EXERCISE TASK: Reproduce the appeal opinion from "The Bank argues" to "of the Bank.", substituting "deponent" for "witness" wherever it appears.

— BEGIN SOURCE —

DISTRICT COURT OF APPEAL OF THE STATE OF FLORIDA
FOURTH DISTRICT
WELLS FARGO BANK, N.A.,
Appellant,
v.
MARGARETH F. BRICOURT and STEPHANIE J. BRICOURT,
Appellees.
No. 4D19-325
[February 12, 2020]
Appeal from the Circuit Court for the Seventeenth Judicial Circuit,
Broward County; Barry J. Stone, Senior Judge; L.T. Case No. CACE16-
009010.
William J. Simonitsch and Stephen A. McGuinness of K&L Gates LLP,
Miami, for appellant.
Jonathan Kline of Jonathan Kline, P.A., Weston, for appellees.
DAMOORGIAN, J.
Wells Fargo Bank, N.A. (“the Bank”) appeals a judgment in favor of
Appellees, Margareth F. Bricourt and Stephanie J. Bricourt (“Borrowers”).
The Bank argues the court erred in applying the wrong legal standard for
reestablishing a lost note under § 673.3091(1)(c), Florida Statutes (2019),
and that it met its burden of proof to reestablish its lost note. Borrowers
counter that the generalized testimony of the witness was insufficient to
reestablish the Bank’s lost note. 1 Finding merit in the Bank’s argument,
we reverse and remand for entry of judgment in favor of the Bank.

— END SOURCE —
— BEGIN RECORDS PROVIDED —

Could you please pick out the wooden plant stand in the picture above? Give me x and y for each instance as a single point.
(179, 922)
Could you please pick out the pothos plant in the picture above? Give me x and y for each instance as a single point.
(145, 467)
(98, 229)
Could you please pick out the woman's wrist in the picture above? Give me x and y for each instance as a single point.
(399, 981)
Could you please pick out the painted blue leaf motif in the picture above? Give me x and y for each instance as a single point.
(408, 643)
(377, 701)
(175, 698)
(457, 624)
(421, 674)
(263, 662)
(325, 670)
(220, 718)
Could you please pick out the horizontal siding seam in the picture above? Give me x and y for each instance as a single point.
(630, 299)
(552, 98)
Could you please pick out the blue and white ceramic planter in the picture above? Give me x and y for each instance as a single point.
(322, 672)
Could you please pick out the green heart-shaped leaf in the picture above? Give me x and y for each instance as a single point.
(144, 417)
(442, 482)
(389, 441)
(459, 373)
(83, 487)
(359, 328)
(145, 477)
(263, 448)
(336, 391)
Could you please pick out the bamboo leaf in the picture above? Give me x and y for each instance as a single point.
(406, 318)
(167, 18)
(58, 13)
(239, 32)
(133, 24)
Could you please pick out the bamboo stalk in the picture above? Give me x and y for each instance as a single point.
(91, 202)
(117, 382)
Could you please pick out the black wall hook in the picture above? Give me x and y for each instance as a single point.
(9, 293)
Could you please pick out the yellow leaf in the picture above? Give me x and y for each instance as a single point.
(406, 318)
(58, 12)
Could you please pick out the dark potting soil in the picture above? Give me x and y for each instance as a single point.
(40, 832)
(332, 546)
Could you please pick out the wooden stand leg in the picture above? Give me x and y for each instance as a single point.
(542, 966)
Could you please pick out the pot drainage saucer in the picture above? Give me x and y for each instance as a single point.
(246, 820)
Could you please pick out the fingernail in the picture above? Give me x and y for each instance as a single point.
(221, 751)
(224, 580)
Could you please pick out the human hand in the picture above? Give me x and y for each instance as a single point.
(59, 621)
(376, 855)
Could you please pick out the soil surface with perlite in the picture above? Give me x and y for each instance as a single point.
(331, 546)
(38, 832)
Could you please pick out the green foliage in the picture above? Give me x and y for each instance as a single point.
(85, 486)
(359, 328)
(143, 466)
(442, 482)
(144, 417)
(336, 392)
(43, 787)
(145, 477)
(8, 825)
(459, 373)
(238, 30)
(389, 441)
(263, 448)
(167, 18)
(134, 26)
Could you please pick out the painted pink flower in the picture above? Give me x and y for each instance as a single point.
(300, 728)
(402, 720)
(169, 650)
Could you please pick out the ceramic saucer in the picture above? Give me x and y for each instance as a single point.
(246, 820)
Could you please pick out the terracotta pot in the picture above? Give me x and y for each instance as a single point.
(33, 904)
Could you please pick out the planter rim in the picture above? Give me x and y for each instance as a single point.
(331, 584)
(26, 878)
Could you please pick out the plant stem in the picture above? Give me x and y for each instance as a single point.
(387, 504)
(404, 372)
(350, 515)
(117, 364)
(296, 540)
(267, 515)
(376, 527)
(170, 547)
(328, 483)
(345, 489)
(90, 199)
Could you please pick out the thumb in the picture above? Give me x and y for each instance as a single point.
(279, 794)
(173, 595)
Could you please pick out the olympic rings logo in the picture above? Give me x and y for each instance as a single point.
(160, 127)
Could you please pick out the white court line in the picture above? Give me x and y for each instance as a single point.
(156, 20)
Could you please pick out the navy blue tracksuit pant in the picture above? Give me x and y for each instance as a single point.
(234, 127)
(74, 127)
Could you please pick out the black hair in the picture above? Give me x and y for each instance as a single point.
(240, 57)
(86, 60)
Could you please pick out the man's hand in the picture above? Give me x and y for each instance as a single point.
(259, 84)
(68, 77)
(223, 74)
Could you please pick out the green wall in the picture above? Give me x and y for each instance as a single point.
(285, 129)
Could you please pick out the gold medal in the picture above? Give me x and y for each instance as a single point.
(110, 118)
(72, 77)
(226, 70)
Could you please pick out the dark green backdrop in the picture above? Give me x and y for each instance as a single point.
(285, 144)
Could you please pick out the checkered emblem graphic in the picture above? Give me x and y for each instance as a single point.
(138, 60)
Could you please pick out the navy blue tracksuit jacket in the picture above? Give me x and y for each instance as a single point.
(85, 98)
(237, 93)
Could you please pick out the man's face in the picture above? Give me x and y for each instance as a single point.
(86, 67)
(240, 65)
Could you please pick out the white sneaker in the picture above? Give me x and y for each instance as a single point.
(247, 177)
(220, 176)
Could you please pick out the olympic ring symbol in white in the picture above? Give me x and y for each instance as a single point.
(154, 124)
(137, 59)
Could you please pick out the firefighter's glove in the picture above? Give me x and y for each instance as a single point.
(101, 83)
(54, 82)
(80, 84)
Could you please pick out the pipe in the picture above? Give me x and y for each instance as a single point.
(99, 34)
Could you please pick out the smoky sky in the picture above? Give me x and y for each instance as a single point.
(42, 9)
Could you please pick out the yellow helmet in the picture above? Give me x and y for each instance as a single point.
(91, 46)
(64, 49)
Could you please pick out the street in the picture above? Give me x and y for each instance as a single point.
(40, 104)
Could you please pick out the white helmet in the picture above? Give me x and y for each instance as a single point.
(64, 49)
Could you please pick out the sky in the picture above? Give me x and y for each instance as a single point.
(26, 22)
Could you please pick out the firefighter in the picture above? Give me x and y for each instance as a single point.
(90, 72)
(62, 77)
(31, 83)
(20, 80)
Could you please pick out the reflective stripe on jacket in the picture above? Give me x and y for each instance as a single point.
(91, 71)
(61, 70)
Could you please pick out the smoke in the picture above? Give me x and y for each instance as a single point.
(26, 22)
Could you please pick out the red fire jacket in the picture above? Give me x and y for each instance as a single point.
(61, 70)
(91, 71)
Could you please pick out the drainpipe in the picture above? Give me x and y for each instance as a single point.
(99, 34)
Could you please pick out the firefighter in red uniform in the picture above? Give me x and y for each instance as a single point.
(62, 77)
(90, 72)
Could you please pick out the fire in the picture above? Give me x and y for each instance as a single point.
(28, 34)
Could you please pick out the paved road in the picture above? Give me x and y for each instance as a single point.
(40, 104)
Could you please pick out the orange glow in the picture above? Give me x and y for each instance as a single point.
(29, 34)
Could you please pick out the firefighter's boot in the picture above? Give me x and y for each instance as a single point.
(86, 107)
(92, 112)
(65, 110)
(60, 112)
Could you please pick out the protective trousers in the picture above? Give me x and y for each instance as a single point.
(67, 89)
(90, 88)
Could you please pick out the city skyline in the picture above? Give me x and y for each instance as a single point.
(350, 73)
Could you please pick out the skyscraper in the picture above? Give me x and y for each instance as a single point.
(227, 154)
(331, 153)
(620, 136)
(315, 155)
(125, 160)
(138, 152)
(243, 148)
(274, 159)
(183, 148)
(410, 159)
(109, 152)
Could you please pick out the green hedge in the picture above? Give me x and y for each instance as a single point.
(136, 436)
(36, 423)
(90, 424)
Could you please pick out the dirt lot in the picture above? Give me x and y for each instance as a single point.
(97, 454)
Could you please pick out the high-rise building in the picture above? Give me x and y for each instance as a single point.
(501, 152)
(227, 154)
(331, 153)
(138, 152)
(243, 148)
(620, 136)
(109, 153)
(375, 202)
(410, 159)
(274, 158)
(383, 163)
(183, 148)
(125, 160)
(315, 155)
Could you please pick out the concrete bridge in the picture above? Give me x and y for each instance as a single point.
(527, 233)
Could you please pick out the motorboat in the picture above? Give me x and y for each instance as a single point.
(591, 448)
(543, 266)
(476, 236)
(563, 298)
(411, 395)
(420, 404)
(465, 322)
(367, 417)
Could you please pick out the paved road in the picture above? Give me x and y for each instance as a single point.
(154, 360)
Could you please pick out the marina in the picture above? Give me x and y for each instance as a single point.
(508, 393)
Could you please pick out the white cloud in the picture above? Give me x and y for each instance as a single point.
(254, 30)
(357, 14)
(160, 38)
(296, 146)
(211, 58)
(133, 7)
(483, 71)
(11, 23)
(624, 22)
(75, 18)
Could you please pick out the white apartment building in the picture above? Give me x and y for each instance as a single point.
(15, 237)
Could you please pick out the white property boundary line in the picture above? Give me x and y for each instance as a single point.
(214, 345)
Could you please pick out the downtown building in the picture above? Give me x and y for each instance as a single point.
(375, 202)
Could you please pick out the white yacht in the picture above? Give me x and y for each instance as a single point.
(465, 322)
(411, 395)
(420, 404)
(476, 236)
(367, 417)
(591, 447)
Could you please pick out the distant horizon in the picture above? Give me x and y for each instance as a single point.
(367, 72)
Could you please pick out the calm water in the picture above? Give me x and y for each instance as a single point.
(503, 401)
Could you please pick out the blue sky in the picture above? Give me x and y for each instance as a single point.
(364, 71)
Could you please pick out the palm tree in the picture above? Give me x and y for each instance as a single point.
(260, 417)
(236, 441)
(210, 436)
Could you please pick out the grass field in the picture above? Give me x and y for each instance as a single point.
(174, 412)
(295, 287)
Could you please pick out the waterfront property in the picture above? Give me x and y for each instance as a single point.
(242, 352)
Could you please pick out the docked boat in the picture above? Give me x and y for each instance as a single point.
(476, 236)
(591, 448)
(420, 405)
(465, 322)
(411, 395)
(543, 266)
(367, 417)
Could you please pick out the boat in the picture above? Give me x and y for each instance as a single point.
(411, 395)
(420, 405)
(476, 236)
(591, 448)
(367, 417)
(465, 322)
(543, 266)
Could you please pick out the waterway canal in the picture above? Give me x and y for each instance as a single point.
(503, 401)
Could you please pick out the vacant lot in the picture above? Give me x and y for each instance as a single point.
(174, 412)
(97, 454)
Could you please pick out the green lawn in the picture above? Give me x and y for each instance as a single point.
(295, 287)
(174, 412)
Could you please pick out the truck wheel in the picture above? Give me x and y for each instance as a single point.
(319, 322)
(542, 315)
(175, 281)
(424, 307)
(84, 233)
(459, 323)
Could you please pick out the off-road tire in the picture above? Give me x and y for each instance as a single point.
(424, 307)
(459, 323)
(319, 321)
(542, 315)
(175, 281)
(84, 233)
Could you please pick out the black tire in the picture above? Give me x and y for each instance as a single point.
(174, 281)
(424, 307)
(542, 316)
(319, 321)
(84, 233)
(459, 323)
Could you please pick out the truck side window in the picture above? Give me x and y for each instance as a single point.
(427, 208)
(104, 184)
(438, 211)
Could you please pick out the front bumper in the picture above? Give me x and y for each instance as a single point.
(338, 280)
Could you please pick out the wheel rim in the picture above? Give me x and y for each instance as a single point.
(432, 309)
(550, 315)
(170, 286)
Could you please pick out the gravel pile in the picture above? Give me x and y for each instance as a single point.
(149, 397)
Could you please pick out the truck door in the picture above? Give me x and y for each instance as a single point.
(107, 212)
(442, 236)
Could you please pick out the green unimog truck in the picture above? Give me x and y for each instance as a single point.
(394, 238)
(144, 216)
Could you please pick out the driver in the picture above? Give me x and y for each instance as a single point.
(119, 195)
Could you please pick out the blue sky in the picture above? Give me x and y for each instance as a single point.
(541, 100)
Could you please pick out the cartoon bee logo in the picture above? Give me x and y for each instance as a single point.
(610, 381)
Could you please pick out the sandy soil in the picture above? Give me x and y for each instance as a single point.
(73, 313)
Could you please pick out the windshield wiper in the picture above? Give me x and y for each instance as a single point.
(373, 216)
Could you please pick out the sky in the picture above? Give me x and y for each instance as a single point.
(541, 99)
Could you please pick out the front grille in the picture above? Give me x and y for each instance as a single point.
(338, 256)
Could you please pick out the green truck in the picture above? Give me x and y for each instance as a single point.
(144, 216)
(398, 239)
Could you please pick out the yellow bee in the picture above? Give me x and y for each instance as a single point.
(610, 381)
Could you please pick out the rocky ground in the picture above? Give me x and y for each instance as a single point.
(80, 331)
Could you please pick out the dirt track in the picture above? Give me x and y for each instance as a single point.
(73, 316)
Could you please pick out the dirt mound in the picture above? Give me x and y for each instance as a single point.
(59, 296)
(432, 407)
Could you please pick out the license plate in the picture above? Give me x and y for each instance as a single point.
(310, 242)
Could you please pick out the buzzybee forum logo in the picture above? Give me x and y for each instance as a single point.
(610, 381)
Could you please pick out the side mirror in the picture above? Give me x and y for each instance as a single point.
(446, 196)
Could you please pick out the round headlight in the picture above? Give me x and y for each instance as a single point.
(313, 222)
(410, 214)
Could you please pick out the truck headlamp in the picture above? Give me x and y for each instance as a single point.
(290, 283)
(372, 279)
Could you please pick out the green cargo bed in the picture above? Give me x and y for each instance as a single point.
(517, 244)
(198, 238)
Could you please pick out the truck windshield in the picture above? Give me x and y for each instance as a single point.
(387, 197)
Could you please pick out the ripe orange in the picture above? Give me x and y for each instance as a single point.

— END RECORDS PROVIDED —

ANSWER BELOW:
The Bank argues the court erred in applying the wrong legal standard for
reestablishing a lost note under § 673.3091(1)(c), Florida Statutes (2019),
and that it met its burden of proof to reestablish its lost note. Borrowers
counter that the generalized testimony of the deponent was insufficient to
reestablish the Bank’s lost note. 1 Finding merit in the Bank’s argument,
we reverse and remand for entry of judgment in favor of the Bank.